# [Provided information]
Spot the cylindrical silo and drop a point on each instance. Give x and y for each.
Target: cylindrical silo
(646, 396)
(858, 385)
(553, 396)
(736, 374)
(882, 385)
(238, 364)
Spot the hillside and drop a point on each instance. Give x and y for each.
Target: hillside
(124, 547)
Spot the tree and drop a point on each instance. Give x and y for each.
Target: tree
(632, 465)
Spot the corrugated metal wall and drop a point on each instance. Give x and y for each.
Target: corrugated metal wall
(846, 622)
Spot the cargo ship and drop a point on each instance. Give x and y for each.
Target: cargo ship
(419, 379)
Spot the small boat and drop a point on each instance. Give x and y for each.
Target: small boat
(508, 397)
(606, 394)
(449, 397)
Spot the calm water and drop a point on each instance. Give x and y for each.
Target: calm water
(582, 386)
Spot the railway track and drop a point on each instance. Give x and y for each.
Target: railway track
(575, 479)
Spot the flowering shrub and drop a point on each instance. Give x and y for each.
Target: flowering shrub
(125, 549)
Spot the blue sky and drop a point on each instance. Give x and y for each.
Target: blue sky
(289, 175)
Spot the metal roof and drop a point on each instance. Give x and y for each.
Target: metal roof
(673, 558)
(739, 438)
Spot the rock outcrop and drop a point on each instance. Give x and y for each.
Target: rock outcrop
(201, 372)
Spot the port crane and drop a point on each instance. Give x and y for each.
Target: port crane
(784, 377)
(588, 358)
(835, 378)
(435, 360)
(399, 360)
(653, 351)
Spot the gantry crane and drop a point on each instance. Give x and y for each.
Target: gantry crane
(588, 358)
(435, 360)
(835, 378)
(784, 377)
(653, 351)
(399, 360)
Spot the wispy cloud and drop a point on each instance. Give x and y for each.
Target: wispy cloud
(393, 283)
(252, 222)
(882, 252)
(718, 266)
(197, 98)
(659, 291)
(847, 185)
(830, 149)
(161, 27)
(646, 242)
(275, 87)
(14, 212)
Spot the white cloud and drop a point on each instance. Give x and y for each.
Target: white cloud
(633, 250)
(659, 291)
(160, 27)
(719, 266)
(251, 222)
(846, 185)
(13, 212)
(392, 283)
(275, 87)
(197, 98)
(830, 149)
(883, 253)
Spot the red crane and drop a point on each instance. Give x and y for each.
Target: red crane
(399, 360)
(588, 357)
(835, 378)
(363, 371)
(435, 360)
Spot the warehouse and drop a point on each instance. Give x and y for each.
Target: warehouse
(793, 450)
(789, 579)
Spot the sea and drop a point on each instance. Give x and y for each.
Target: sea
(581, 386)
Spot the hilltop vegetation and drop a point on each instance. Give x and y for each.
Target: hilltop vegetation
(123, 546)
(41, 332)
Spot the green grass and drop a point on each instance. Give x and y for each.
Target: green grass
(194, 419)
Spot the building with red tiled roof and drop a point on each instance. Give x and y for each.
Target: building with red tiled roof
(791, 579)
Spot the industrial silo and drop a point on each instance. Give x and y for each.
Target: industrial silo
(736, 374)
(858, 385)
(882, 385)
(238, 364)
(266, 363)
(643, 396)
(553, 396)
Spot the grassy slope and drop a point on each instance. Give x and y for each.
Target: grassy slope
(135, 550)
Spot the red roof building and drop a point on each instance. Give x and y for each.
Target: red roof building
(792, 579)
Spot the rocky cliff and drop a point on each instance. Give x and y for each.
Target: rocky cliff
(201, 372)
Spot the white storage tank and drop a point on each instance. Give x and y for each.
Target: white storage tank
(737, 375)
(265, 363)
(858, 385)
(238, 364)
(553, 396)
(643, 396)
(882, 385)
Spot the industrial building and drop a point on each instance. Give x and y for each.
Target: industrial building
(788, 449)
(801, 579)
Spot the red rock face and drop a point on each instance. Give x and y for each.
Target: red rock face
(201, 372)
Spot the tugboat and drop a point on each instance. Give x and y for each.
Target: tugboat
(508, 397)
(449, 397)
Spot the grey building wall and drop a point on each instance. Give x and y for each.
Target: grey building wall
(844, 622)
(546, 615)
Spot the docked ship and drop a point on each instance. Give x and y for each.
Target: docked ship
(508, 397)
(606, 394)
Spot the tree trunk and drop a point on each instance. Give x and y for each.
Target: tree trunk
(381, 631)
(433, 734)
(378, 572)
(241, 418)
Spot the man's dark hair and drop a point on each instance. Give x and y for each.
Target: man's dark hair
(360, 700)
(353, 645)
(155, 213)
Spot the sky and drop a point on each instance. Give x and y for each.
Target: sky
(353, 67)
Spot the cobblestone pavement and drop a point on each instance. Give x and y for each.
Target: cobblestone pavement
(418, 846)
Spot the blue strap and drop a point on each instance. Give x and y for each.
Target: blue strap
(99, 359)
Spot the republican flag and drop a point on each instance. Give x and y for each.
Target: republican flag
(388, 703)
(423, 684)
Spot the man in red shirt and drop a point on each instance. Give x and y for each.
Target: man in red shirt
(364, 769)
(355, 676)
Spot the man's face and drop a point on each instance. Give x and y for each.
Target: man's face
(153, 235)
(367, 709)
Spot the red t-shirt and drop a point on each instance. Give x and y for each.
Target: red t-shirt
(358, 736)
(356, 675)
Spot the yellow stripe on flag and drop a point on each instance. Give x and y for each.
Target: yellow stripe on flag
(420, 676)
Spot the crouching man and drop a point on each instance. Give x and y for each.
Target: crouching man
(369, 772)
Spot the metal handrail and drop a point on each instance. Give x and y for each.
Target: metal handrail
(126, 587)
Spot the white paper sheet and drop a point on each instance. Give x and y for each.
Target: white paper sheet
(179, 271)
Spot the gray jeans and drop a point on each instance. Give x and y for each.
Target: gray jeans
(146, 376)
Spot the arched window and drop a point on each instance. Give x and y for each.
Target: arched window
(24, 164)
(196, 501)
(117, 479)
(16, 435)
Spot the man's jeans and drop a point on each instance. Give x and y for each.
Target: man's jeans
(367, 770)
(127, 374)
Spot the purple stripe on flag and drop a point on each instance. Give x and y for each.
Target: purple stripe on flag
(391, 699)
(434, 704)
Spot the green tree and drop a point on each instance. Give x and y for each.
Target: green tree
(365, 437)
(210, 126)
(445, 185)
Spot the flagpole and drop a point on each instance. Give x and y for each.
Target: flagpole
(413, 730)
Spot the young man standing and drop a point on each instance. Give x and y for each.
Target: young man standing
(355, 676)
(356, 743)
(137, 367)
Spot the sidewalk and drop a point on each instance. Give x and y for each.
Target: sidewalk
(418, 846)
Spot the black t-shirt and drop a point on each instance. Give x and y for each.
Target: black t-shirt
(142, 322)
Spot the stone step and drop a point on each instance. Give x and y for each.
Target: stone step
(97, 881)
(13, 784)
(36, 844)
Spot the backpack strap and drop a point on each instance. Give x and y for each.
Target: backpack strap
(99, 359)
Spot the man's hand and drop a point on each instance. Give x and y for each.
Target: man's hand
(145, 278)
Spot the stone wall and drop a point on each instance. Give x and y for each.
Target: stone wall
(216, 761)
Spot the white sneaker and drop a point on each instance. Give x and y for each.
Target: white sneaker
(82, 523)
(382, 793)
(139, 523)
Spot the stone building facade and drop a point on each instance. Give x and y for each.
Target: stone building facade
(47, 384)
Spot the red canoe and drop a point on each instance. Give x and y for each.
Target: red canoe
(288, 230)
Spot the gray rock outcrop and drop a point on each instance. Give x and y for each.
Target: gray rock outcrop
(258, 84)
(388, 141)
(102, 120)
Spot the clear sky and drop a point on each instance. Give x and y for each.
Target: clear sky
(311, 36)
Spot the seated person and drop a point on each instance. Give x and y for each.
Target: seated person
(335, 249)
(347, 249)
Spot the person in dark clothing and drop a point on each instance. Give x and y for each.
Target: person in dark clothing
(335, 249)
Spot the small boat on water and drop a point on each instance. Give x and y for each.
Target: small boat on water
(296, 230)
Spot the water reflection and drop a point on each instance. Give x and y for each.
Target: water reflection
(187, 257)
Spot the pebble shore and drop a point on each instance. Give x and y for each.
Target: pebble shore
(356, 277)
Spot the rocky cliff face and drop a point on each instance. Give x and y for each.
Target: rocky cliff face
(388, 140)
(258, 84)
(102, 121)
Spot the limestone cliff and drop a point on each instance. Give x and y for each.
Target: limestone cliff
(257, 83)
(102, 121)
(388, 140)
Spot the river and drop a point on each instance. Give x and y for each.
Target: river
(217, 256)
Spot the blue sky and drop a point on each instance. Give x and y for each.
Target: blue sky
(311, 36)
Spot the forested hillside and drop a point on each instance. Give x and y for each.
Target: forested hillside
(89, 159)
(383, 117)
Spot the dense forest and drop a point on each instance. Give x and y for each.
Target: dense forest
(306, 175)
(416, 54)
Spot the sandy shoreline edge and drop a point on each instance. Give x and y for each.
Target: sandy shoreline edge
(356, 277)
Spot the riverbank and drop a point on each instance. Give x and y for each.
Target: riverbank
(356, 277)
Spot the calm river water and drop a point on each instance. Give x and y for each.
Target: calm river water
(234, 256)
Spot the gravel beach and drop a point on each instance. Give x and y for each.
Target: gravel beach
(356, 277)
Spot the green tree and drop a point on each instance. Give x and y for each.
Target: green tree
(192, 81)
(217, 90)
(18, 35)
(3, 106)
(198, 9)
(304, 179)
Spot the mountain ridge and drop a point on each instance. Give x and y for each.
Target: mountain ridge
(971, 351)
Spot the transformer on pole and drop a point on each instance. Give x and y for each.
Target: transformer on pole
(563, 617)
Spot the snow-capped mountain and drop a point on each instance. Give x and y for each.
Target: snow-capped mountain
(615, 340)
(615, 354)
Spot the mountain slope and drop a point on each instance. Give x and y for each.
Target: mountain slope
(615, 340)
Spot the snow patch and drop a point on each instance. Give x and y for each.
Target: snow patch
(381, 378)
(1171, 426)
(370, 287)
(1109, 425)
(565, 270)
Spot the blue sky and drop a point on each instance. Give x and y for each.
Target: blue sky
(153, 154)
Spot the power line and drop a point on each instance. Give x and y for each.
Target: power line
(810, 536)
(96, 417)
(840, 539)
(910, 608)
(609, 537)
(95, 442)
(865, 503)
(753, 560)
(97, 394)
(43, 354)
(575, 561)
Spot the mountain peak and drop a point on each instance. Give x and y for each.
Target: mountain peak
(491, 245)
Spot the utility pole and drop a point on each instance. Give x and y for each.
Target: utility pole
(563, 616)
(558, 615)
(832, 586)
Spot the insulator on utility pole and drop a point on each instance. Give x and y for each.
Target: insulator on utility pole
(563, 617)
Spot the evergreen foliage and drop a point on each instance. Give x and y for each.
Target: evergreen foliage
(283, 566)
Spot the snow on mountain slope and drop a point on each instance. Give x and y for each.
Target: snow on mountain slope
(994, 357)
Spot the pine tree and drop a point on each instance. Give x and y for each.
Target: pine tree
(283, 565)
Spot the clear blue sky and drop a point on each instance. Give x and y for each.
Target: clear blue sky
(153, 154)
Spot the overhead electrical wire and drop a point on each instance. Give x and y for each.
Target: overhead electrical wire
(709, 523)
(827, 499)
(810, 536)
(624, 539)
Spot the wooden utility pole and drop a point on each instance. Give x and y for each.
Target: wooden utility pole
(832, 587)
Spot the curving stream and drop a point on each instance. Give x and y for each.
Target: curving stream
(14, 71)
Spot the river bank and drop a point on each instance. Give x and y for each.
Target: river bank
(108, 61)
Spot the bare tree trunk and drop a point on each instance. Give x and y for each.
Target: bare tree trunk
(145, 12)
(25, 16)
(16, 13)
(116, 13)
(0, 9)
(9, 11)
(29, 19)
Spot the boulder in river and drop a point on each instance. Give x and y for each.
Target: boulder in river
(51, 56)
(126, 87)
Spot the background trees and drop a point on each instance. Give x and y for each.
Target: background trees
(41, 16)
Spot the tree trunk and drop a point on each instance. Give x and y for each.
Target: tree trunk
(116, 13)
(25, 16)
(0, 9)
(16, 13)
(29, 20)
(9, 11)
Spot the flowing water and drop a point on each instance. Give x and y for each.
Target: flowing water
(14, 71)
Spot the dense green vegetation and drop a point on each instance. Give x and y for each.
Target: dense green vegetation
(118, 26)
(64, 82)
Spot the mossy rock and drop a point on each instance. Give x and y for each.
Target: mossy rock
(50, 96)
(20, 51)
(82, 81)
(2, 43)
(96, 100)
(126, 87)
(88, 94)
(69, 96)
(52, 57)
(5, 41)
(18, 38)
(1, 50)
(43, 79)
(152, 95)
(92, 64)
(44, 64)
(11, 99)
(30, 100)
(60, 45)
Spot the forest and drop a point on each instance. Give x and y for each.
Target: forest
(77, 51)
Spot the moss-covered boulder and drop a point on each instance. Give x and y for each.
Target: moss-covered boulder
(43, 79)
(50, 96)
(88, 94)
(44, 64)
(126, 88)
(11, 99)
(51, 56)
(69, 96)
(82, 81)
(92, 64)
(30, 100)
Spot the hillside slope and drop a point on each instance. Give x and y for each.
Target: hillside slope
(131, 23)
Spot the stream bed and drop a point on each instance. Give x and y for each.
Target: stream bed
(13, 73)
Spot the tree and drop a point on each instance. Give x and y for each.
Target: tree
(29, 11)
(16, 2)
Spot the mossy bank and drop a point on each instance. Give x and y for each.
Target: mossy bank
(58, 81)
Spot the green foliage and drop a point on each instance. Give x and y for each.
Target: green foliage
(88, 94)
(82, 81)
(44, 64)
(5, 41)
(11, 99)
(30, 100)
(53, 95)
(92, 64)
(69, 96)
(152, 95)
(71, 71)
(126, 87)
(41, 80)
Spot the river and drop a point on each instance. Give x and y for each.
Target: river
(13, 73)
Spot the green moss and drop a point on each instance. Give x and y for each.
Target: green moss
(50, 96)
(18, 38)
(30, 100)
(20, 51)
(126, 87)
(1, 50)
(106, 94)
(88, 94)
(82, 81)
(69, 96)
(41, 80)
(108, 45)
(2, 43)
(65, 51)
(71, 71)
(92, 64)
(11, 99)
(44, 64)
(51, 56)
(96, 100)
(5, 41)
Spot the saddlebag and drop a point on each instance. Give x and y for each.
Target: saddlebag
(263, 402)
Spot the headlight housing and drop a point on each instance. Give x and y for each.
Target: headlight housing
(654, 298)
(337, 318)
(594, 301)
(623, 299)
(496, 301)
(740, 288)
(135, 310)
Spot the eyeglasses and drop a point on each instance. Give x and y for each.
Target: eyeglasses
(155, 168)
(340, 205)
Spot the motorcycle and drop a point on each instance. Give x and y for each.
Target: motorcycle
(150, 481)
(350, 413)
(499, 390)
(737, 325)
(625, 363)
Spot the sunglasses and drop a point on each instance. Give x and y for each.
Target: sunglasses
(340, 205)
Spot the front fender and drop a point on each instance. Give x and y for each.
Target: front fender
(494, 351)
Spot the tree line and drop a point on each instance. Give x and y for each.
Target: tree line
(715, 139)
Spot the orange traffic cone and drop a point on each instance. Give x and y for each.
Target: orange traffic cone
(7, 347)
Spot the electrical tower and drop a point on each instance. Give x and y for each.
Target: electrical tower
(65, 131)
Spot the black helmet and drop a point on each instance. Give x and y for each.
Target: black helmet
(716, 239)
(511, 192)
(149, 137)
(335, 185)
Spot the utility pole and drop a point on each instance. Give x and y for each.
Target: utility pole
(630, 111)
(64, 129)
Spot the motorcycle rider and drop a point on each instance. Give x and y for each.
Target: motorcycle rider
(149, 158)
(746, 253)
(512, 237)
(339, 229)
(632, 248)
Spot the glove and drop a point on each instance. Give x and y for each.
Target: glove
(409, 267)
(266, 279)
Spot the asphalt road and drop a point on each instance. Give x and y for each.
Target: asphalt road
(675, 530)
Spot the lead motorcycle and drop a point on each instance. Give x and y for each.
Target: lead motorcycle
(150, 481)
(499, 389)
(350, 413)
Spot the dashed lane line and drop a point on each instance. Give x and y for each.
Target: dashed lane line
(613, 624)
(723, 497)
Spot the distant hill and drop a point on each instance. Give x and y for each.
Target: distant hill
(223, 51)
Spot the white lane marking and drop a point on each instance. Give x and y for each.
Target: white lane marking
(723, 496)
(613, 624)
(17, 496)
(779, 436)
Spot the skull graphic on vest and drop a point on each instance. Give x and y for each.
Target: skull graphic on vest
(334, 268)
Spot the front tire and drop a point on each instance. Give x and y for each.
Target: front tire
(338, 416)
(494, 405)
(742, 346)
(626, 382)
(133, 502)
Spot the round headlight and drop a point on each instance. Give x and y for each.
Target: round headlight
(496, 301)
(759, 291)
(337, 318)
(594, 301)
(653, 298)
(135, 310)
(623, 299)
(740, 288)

# [Written problem]
Copy out exactly the lines running from the line with "Spot the asphalt" to the end of the records, inclusive.

# [Solution to this task]
Spot the asphalt road and drop a point on each instance. Give x and y for each.
Target: asphalt road
(675, 530)
Spot the lead motorcycle and drop a point on each instance. Give x and y for each.
Target: lead motorcycle
(150, 481)
(499, 389)
(350, 413)
Spot the dashed lane line and drop a point on each instance. Give x and y for each.
Target: dashed lane line
(613, 624)
(723, 497)
Spot the distant hill and drop a point on each instance. Give x and y for each.
Target: distant hill
(223, 51)
Spot the white lane marking and drop a point on each instance. Give x and y for each.
Target: white lane marking
(723, 496)
(613, 624)
(17, 496)
(779, 436)
Spot the skull graphic on vest and drop a point on each instance. Give x and y for each.
Target: skull graphic on vest
(334, 268)
Spot the front tire and drop a point on each instance. Give x and y for each.
Target: front tire
(338, 416)
(494, 405)
(742, 346)
(626, 382)
(133, 502)
Spot the round headlight and drop a point on each instance. Give x and y for each.
Target: round headlight
(496, 301)
(759, 291)
(337, 318)
(594, 301)
(653, 298)
(135, 310)
(623, 299)
(740, 288)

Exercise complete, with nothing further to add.